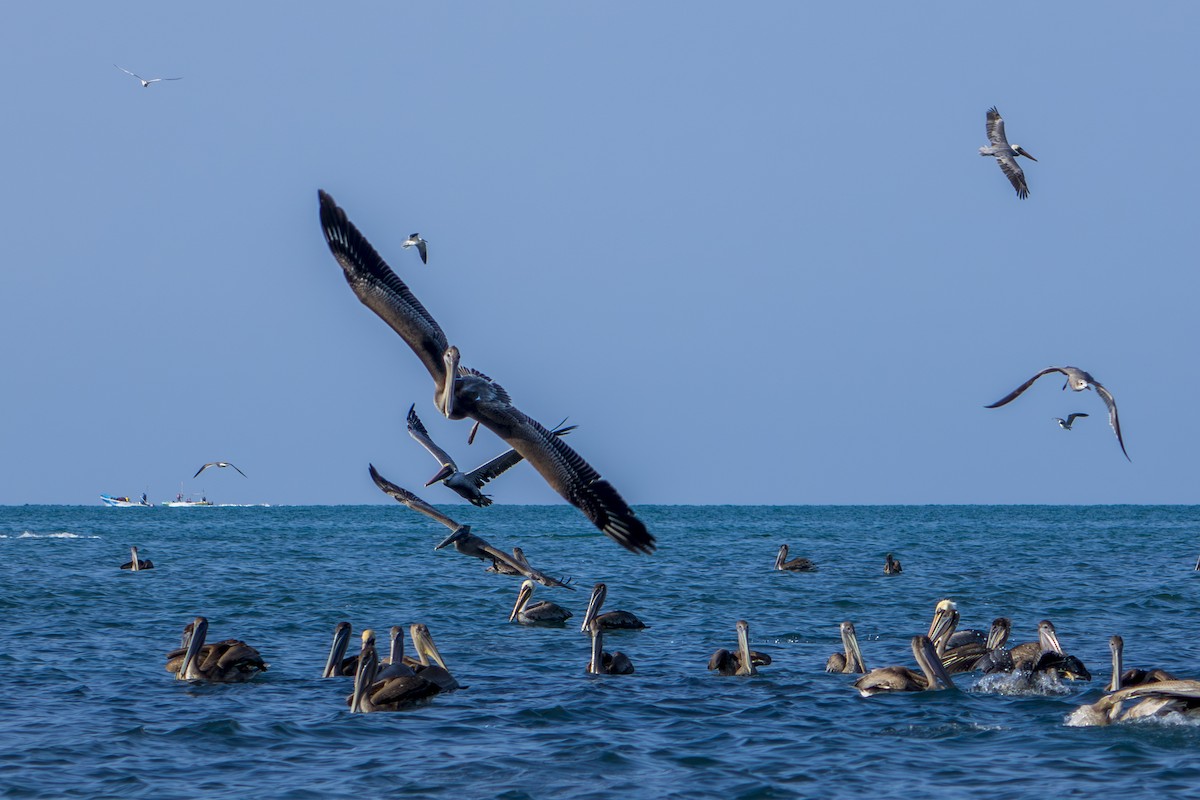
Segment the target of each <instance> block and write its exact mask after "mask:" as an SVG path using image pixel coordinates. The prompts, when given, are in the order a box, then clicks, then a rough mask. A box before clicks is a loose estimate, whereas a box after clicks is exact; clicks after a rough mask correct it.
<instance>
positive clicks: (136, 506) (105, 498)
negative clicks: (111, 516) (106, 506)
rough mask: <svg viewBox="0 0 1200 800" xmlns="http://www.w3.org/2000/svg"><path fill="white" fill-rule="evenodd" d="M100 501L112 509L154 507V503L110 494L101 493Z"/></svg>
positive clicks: (139, 508) (135, 508)
mask: <svg viewBox="0 0 1200 800" xmlns="http://www.w3.org/2000/svg"><path fill="white" fill-rule="evenodd" d="M100 501H101V503H103V504H104V505H107V506H109V507H112V509H152V507H154V504H152V503H143V501H142V500H131V499H130V498H114V497H113V495H110V494H101V495H100Z"/></svg>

------------------------------------------------------------------------

| WHAT THE TASK ASKS |
Text only, please: give the listing again word for word with no images.

| ANSWER TO THIS EXERCISE |
Segment the target of each <instance> block and write its exact mask after "mask:" as an SVG path using image pixel coordinates. The prompts, when given, are in the order a box, then clicks, then a rough mask. A box before clicks is a loose estimate, whereas a box after clicks is exact; clicks after a rough mask correct it.
<instance>
positive clicks: (136, 506) (105, 498)
negative clicks: (111, 516) (106, 506)
rough mask: <svg viewBox="0 0 1200 800" xmlns="http://www.w3.org/2000/svg"><path fill="white" fill-rule="evenodd" d="M100 501L112 509L154 507V503L110 494L101 493Z"/></svg>
positive clicks: (139, 508) (135, 508)
mask: <svg viewBox="0 0 1200 800" xmlns="http://www.w3.org/2000/svg"><path fill="white" fill-rule="evenodd" d="M100 501H101V503H103V504H104V505H107V506H109V507H112V509H152V507H154V504H152V503H143V501H142V500H131V499H130V498H114V497H113V495H110V494H101V495H100Z"/></svg>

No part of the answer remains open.